• **What is needed**
Write out all the entries below without any change.

• **Given records**
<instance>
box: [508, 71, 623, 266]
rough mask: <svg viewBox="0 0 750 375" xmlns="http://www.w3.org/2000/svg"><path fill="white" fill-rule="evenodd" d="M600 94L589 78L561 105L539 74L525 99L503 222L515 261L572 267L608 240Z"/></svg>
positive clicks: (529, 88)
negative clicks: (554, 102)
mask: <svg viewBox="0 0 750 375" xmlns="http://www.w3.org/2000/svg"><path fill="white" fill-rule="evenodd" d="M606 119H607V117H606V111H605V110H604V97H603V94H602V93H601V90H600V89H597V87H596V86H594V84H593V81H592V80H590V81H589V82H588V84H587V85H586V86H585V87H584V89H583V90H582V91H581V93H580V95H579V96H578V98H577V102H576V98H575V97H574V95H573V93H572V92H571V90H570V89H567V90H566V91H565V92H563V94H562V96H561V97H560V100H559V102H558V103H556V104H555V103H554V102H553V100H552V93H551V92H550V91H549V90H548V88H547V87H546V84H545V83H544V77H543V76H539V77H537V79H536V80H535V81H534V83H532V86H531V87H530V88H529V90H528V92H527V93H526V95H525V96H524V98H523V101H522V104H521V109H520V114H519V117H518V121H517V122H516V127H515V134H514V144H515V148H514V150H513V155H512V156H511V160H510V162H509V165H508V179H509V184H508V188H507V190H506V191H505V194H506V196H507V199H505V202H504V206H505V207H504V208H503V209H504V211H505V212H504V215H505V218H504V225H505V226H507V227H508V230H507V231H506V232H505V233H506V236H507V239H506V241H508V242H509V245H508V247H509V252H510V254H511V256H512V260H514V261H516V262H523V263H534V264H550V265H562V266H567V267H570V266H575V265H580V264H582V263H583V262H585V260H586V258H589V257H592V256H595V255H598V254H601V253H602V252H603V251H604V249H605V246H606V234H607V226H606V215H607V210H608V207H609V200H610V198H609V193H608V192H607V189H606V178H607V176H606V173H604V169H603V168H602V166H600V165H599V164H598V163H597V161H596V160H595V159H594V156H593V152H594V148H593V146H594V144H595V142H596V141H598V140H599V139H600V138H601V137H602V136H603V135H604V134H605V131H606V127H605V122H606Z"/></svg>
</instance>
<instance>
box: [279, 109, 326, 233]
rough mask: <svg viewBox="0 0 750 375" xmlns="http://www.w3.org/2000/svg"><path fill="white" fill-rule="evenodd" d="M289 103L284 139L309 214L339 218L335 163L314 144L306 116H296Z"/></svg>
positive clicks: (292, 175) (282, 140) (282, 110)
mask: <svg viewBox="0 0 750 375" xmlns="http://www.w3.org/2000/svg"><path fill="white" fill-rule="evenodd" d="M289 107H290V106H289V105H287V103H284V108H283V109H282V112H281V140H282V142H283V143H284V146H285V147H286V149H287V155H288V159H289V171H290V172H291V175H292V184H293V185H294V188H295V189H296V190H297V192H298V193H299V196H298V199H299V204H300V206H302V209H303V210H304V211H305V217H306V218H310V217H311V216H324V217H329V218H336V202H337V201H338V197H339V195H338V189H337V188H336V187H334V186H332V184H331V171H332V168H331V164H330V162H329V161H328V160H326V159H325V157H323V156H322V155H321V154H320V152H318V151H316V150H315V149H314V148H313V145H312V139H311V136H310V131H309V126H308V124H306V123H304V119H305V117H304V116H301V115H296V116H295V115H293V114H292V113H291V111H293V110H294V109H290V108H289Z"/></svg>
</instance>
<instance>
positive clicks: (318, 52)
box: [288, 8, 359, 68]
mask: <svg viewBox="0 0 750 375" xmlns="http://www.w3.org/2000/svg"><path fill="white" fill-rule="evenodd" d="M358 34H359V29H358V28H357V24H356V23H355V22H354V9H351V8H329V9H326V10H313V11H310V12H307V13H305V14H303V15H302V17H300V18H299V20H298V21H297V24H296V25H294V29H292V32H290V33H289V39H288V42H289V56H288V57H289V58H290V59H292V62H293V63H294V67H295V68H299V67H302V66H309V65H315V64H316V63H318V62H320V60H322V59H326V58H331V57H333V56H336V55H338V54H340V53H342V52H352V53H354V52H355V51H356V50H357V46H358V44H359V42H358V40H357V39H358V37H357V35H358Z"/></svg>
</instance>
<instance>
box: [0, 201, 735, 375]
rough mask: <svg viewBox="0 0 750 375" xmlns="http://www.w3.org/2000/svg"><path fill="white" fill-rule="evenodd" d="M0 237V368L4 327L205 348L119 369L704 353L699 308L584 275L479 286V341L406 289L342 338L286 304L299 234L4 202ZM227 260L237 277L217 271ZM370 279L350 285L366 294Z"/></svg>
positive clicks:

• **Response to this exercise**
<instance>
box: [508, 71, 623, 266]
rough mask: <svg viewBox="0 0 750 375" xmlns="http://www.w3.org/2000/svg"><path fill="white" fill-rule="evenodd" d="M600 94L589 78L561 105L539 74L525 99L503 222L515 261L572 267L608 240Z"/></svg>
positive clicks: (529, 88)
negative clicks: (554, 102)
mask: <svg viewBox="0 0 750 375" xmlns="http://www.w3.org/2000/svg"><path fill="white" fill-rule="evenodd" d="M606 119H607V117H606V111H605V110H604V97H603V94H602V93H601V90H600V89H597V87H596V86H594V84H593V81H592V80H590V81H589V82H588V84H587V85H586V86H585V87H584V89H583V90H582V91H581V93H580V95H579V96H578V98H577V102H576V98H575V97H574V95H573V93H572V92H571V90H570V89H567V90H566V91H565V92H563V94H562V96H561V97H560V100H559V102H558V103H556V104H555V103H554V102H553V100H552V93H551V92H550V91H549V90H548V88H547V87H546V84H545V83H544V77H543V76H539V77H537V79H536V80H535V81H534V83H532V86H531V87H530V88H529V90H528V92H527V93H526V95H525V96H524V98H523V101H522V104H521V109H520V114H519V117H518V121H517V122H516V127H515V134H514V144H515V148H514V150H513V155H512V156H511V160H510V162H509V165H508V179H509V184H508V188H507V190H506V191H505V194H506V196H507V199H505V202H504V206H505V207H504V208H503V209H504V211H505V212H504V215H505V218H504V225H505V226H507V227H508V230H507V231H506V232H505V233H506V236H507V239H506V241H508V242H509V245H508V247H509V252H510V254H511V256H512V260H514V261H516V262H523V263H534V264H550V265H562V266H567V267H570V266H575V265H580V264H582V263H583V262H585V260H586V258H589V257H592V256H595V255H598V254H601V253H602V252H603V251H604V249H605V246H606V234H607V226H606V215H607V210H608V207H609V200H610V198H609V193H608V192H607V189H606V178H607V176H606V173H604V169H603V168H602V166H600V165H599V164H598V163H597V161H596V160H595V159H594V156H593V152H594V148H593V146H594V144H595V142H596V141H598V140H599V139H600V138H601V137H602V136H603V135H604V134H605V131H606V127H605V122H606Z"/></svg>
</instance>
<instance>
box: [279, 109, 326, 233]
rough mask: <svg viewBox="0 0 750 375" xmlns="http://www.w3.org/2000/svg"><path fill="white" fill-rule="evenodd" d="M289 103L284 139L309 214L339 218L335 163L314 144L306 116H296Z"/></svg>
positive clicks: (292, 175) (282, 140) (282, 110)
mask: <svg viewBox="0 0 750 375" xmlns="http://www.w3.org/2000/svg"><path fill="white" fill-rule="evenodd" d="M289 107H290V106H289V105H287V103H284V108H283V109H282V112H281V140H282V142H283V143H284V146H285V147H286V149H287V155H288V159H289V171H290V172H291V175H292V184H293V185H294V188H295V189H296V190H297V192H298V193H299V196H298V199H299V204H300V206H302V209H303V210H304V211H305V217H306V218H310V217H311V216H324V217H329V218H336V202H337V201H338V197H339V195H338V189H337V188H336V187H334V186H332V184H331V171H332V168H331V164H330V162H329V161H328V160H326V159H325V157H323V156H322V155H321V154H320V152H318V151H316V150H315V149H314V148H313V145H312V139H311V136H310V131H309V126H308V124H306V123H304V119H305V117H304V116H301V115H296V116H295V115H293V114H292V113H291V111H293V110H294V109H290V108H289Z"/></svg>
</instance>
<instance>
positive clicks: (318, 52)
box: [288, 8, 359, 68]
mask: <svg viewBox="0 0 750 375" xmlns="http://www.w3.org/2000/svg"><path fill="white" fill-rule="evenodd" d="M358 34H359V29H358V28H357V24H356V23H355V22H354V9H351V8H329V9H326V10H313V11H310V12H307V13H305V14H303V15H302V17H300V18H299V20H298V21H297V24H296V25H294V29H292V32H290V33H289V39H288V42H289V56H288V57H289V58H290V59H292V62H293V63H294V67H295V68H299V67H302V66H309V65H315V64H316V63H318V62H320V60H322V59H326V58H331V57H333V56H336V55H338V54H340V53H342V52H352V53H354V52H355V51H356V50H357V46H358V44H359V42H358V40H357V39H358V37H357V35H358Z"/></svg>
</instance>
<instance>
box: [0, 201, 735, 375]
rough mask: <svg viewBox="0 0 750 375" xmlns="http://www.w3.org/2000/svg"><path fill="white" fill-rule="evenodd" d="M0 237V368L4 327L205 348L119 369L704 353L699 308L584 275L479 286V341L406 289L342 338L286 304L299 234L4 202ZM227 260L237 277L217 271ZM370 279L350 285L366 294Z"/></svg>
positive clicks:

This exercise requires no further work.